*** Records for the exercise ***

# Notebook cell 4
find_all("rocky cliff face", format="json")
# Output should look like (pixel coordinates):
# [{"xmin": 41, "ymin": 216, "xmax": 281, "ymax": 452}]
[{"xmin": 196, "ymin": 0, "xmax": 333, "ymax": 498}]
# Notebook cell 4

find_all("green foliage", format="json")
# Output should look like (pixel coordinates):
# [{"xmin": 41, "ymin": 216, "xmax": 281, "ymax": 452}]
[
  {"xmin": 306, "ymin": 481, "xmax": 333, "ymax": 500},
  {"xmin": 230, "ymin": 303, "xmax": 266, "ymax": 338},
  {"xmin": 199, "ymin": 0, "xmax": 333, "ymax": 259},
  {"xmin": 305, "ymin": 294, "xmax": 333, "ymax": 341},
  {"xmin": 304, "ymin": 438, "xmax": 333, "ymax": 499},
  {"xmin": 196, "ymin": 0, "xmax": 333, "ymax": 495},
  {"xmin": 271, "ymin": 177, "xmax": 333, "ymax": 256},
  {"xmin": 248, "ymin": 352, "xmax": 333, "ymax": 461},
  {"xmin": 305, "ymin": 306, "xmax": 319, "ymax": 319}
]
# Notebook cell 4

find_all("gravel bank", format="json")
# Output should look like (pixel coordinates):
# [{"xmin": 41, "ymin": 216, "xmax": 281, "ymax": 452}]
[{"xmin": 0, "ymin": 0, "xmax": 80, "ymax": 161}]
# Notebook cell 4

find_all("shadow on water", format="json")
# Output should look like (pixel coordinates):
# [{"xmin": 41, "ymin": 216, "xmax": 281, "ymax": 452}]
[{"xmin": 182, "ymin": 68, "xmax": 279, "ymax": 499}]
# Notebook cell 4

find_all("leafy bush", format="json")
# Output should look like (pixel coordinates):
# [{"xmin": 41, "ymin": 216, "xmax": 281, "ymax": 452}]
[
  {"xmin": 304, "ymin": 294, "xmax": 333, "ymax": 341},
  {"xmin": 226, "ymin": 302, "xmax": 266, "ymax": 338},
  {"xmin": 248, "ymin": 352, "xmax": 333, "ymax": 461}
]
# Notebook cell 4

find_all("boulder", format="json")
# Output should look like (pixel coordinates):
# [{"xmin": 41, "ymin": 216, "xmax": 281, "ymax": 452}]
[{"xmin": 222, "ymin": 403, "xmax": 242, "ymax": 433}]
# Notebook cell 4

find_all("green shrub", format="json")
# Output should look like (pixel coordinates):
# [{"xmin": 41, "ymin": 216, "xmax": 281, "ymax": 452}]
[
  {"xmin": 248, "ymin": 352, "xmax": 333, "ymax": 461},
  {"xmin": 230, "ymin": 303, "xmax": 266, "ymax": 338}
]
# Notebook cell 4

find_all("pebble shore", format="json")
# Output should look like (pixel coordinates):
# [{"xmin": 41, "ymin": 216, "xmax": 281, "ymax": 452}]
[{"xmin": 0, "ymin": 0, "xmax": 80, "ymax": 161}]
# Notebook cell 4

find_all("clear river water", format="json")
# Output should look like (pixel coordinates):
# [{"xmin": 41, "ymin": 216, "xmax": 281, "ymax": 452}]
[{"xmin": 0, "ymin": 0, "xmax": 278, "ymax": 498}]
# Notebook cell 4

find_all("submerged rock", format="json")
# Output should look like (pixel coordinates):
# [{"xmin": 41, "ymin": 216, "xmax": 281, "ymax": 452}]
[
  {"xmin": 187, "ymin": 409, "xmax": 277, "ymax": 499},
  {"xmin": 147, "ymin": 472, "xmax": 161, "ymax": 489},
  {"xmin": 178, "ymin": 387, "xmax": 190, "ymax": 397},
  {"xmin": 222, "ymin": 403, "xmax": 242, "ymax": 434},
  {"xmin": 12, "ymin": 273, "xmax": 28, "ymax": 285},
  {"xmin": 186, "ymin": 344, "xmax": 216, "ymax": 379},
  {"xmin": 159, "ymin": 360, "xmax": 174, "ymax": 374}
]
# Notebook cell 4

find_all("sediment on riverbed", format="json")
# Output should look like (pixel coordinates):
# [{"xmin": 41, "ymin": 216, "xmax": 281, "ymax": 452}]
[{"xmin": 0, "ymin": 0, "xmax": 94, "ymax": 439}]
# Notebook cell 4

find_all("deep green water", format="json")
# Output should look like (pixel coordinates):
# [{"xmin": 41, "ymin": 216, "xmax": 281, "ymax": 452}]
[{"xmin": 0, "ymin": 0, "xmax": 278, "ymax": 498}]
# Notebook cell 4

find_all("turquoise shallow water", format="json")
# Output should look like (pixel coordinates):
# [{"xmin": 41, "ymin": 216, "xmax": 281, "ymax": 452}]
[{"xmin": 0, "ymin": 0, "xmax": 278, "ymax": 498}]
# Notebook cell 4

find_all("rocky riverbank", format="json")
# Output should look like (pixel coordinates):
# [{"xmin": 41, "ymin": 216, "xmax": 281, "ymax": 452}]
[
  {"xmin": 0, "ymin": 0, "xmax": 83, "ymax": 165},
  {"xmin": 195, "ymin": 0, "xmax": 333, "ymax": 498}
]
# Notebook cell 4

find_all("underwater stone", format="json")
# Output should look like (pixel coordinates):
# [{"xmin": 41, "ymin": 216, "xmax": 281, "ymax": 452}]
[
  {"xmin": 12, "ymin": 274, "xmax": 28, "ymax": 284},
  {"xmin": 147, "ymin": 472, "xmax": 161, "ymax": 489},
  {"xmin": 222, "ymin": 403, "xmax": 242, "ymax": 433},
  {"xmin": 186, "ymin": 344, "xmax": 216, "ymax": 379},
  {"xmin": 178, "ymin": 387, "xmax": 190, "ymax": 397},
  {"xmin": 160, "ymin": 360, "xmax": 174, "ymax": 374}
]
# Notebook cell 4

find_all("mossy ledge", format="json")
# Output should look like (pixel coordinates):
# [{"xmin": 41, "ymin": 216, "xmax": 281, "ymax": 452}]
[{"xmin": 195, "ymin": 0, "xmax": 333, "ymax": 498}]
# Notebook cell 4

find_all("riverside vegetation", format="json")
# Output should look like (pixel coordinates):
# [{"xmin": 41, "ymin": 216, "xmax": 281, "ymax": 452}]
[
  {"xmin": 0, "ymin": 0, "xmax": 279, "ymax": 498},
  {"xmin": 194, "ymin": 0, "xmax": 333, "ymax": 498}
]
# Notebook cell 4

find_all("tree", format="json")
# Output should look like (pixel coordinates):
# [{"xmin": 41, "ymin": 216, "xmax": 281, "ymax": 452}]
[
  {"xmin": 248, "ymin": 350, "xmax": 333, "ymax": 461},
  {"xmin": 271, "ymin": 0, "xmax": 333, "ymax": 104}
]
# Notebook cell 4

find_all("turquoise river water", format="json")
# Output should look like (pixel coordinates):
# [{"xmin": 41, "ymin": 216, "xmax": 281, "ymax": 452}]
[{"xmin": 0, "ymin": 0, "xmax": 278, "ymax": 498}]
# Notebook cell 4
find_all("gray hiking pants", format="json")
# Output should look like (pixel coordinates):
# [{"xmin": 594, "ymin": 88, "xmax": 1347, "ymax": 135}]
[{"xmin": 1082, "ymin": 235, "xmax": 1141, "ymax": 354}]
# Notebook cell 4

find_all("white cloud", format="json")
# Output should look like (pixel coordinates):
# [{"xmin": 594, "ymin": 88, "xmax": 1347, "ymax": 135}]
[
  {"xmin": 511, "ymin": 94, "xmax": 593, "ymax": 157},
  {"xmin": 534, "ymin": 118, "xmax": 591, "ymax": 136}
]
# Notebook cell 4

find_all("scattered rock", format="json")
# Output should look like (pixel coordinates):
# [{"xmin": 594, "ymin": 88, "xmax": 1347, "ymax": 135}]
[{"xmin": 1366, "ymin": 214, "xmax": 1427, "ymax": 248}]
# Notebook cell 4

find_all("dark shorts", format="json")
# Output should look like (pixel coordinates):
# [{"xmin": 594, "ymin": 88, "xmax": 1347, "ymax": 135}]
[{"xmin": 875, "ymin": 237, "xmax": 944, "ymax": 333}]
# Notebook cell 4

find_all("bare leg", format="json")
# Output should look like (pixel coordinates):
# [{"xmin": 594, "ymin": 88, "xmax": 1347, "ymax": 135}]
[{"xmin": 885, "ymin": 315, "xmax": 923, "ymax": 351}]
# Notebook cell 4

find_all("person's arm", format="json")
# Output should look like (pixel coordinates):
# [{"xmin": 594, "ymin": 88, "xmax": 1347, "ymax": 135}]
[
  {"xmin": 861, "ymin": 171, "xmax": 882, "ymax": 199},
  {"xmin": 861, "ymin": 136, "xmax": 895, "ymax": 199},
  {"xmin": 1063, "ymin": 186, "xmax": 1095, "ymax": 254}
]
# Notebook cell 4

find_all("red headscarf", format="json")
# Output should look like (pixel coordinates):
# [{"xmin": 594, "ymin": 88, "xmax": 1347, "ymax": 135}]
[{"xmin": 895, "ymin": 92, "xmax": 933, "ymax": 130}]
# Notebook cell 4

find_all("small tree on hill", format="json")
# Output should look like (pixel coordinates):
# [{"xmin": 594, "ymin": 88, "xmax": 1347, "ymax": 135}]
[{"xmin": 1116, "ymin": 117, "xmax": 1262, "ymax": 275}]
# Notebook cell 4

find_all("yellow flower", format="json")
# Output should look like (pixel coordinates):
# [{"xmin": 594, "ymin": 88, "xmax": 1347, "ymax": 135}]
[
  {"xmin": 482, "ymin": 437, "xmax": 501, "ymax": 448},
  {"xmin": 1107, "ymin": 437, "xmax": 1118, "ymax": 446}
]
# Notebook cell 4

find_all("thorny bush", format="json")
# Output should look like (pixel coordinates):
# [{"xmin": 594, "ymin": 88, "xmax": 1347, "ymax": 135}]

*** End of Records for the exercise ***

Line count for "rocky": count the lines in the records above that contain this word, and write only the number.

> Solution: 2